Stated problem :: Pull out every line in the items below that contains the string "mercedes", copying each one in full.

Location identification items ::
************

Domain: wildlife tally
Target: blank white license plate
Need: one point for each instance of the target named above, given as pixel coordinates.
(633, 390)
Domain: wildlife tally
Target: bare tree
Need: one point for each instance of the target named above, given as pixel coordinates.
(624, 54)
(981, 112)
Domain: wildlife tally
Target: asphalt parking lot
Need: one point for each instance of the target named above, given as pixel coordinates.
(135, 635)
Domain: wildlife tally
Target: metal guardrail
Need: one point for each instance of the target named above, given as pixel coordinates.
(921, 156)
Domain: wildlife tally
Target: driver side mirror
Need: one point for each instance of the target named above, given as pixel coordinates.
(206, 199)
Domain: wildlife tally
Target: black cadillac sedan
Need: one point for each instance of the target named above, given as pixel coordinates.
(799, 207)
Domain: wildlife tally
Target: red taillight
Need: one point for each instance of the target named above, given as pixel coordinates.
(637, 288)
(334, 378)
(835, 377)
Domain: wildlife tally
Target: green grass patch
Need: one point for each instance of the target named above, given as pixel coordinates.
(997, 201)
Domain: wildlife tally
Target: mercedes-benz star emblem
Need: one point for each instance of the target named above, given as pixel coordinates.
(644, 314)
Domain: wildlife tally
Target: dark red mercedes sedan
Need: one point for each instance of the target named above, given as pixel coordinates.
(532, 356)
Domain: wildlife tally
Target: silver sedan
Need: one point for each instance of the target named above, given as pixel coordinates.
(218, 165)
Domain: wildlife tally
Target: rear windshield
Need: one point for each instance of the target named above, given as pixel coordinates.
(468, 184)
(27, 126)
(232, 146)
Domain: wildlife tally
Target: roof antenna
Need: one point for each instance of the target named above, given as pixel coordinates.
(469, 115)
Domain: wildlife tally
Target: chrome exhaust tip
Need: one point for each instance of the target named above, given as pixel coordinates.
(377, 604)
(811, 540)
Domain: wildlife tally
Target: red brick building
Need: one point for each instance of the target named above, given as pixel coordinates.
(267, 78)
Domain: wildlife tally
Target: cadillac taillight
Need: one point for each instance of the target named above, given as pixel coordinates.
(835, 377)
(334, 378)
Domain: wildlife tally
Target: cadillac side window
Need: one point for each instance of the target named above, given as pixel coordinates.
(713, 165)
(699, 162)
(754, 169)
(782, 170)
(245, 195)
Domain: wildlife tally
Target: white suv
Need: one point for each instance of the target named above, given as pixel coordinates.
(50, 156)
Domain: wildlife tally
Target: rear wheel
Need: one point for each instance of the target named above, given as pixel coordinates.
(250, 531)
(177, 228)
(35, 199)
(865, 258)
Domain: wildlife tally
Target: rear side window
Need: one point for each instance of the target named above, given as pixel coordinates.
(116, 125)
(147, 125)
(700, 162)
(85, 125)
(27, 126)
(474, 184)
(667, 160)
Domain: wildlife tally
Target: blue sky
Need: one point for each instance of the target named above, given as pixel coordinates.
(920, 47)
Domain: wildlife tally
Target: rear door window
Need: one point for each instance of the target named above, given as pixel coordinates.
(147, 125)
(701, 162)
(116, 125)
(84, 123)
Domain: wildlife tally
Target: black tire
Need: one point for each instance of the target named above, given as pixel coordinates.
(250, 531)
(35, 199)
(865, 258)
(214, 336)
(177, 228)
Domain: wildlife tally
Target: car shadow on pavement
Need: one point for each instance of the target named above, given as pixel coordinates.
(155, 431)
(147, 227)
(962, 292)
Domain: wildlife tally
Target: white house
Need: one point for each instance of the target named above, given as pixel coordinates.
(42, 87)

************

Response to the task ::
Target: mercedes-benz star emblem
Target: dark red mercedes sedan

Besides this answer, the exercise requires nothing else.